# Grain-free Formulas for a LBP



## SpooOwner (Oct 1, 2010)

Is this the complete list of high-end GF foods suitable for a LBP? Does anyone have any formulas to add?


Acana Pacifica - 1.4-1.5% Ca :: 1.1-1.2% Ph
Acana Prairie - 1.3-1.4% Ca :: 1.1-1.2% Ph
Dogswell Chicken and Chickpea Recipe - 1.7% Ca : 1.1% Ph (Note: citric acid)

======

--- REQUIRED ACTIONS ---
**a.** In the thread on grain-free formulas, rewrite the stretch from "## SpooOwner (Oct" through "(Note: citric acid)", changing "Ph" to "P".
**b.** For the thread on grain-free formulas, say whether each statement agrees with it, quoting the words that decide: (i) The post is dated Oct 1, 2010. (ii) Acana Prairie is listed at 1.7% Ca. (iii) The Dogswell recipe has a note about citric acid.

--- Dataset items ---

======

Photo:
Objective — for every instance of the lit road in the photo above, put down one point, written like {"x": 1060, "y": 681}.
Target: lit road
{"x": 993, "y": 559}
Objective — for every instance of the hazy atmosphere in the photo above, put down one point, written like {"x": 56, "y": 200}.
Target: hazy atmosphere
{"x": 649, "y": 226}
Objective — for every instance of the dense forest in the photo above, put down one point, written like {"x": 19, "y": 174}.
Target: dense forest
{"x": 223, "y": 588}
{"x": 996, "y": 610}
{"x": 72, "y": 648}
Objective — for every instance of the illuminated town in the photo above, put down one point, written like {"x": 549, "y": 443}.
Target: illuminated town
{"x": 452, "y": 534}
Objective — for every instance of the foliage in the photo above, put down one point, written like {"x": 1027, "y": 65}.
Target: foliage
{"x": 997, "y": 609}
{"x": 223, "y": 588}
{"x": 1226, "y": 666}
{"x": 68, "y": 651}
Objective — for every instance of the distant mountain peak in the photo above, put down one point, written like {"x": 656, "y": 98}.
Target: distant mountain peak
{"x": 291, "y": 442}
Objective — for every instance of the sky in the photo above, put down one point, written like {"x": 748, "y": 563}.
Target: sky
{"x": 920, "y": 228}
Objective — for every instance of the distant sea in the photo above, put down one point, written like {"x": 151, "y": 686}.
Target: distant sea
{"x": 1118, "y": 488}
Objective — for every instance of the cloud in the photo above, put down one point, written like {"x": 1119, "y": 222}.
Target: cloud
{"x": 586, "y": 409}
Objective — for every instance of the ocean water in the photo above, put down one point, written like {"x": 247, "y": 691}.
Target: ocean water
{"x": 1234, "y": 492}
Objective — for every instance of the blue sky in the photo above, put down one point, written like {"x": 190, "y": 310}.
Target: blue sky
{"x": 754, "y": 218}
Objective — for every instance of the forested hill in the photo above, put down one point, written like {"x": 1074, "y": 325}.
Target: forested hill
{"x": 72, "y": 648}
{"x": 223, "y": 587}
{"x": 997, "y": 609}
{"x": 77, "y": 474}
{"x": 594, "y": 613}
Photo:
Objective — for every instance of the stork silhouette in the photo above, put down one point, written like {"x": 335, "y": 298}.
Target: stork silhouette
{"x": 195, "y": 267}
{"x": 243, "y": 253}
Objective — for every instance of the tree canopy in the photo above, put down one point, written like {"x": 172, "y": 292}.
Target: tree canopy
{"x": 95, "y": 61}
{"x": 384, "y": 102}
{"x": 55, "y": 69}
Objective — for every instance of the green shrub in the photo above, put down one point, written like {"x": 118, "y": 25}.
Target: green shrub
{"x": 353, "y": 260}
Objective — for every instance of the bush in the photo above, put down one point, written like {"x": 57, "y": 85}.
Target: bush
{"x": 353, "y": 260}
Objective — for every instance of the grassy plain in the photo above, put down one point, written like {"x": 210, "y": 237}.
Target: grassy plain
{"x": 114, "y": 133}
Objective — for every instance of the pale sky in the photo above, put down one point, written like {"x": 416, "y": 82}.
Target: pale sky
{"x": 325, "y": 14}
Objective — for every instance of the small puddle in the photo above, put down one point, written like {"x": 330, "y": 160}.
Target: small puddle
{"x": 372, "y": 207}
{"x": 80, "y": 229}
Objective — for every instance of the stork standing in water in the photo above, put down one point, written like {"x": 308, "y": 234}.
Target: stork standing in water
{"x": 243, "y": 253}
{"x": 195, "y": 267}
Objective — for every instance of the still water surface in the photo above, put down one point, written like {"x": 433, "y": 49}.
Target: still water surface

======

--- ANSWERS PROVIDED ---
**a.**
## SpooOwner (Oct 1, 2010)

Is this the complete list of high-end GF foods suitable for a LBP? Does anyone have any formulas to add?


Acana Pacifica - 1.4-1.5% Ca :: 1.1-1.2% P
Acana Prairie - 1.3-1.4% Ca :: 1.1-1.2% P
Dogswell Chicken and Chickpea Recipe - 1.7% Ca : 1.1% P (Note: citric acid)

**b.**
(i) Yes: "SpooOwner (Oct 1, 2010)".
(ii) No: "Acana Prairie - 1.3-1.4% Ca".
(iii) Yes: "(Note: citric acid)".